▶ _GIVEN INSTRUCTION_
Reproduce the data below, swapping each "segmenter" for "labeler" and keeping everything else unchanged.
####
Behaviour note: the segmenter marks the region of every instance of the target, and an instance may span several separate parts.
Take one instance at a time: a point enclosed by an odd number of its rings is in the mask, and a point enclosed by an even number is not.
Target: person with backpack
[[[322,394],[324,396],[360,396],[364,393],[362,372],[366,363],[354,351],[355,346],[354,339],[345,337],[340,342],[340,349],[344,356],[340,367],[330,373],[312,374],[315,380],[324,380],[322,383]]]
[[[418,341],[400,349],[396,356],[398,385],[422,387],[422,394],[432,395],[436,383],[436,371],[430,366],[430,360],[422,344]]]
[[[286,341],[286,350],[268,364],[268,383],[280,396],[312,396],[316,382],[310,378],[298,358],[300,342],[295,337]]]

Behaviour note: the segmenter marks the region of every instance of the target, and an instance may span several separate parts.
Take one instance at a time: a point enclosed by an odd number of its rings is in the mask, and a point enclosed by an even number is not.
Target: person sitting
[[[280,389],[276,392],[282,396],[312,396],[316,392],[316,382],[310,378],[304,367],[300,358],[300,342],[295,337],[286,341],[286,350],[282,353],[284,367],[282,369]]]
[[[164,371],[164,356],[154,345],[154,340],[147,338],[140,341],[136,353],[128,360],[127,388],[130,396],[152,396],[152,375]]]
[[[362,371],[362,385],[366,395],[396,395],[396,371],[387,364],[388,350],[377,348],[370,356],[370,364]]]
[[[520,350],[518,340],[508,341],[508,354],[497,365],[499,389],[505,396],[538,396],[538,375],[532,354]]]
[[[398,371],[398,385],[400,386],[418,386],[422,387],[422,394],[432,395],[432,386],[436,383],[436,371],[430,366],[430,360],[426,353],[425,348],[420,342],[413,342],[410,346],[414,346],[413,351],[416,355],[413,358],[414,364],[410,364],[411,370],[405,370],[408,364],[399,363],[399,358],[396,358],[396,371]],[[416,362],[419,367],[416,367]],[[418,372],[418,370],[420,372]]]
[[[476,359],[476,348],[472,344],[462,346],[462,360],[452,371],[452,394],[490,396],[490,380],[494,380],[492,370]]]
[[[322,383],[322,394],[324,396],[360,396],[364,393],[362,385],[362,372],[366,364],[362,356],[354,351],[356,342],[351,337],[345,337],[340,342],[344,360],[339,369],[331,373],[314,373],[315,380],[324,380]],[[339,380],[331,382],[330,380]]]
####
▶ _OUTPUT FOR THIS TASK_
Behaviour note: the labeler marks the region of every instance of the target, and an instance may span several separate parts.
Take one instance at a time: a point enclosed by an odd number of its rings is in the mask, and a point enclosed by an even number is not.
Target: person with backpack
[[[322,394],[324,396],[360,396],[364,393],[362,372],[366,363],[354,351],[355,346],[354,339],[345,337],[340,342],[340,349],[344,356],[340,367],[330,373],[312,374],[315,380],[324,380],[322,383]]]
[[[418,341],[400,349],[396,356],[398,385],[422,387],[422,394],[432,395],[436,383],[436,371],[430,366],[430,360],[422,344]]]
[[[286,341],[286,350],[268,364],[268,383],[280,396],[312,396],[316,382],[310,378],[298,358],[300,342],[295,337]]]

Behaviour note: the labeler marks the region of every instance of the target, and an instance may span several separate parts.
Take one instance at a time: a point enclosed by an odd number of its rings is in the mask, and a point enclosed by an even number is not.
Target: person sitting
[[[280,389],[276,392],[282,396],[312,396],[316,392],[316,382],[310,378],[304,367],[300,358],[300,342],[295,337],[286,341],[286,350],[282,353],[284,367],[282,369]]]
[[[164,371],[164,356],[154,345],[154,340],[147,338],[140,341],[136,353],[128,360],[127,388],[130,396],[152,396],[152,375]]]
[[[362,371],[362,385],[366,395],[396,395],[396,371],[387,364],[388,350],[377,348],[370,356],[370,364]]]
[[[520,350],[518,340],[508,341],[508,354],[497,365],[499,389],[505,396],[538,396],[538,375],[532,354]]]
[[[398,371],[398,385],[400,386],[418,386],[422,387],[422,394],[432,395],[432,386],[436,383],[436,371],[430,366],[430,360],[426,353],[425,348],[420,342],[413,342],[410,346],[414,346],[413,351],[416,355],[413,358],[414,364],[410,364],[411,370],[405,370],[408,364],[399,363],[399,358],[396,358],[396,371]],[[416,362],[419,367],[416,367]],[[418,372],[418,370],[420,372]]]
[[[476,359],[476,348],[472,344],[462,346],[462,360],[452,371],[452,394],[490,396],[490,380],[494,380],[492,370]]]
[[[322,383],[322,394],[324,396],[360,396],[364,393],[362,385],[362,372],[366,364],[362,356],[354,351],[356,342],[351,337],[345,337],[340,342],[344,360],[339,369],[331,373],[314,373],[315,380],[324,380]],[[339,380],[331,382],[330,380]]]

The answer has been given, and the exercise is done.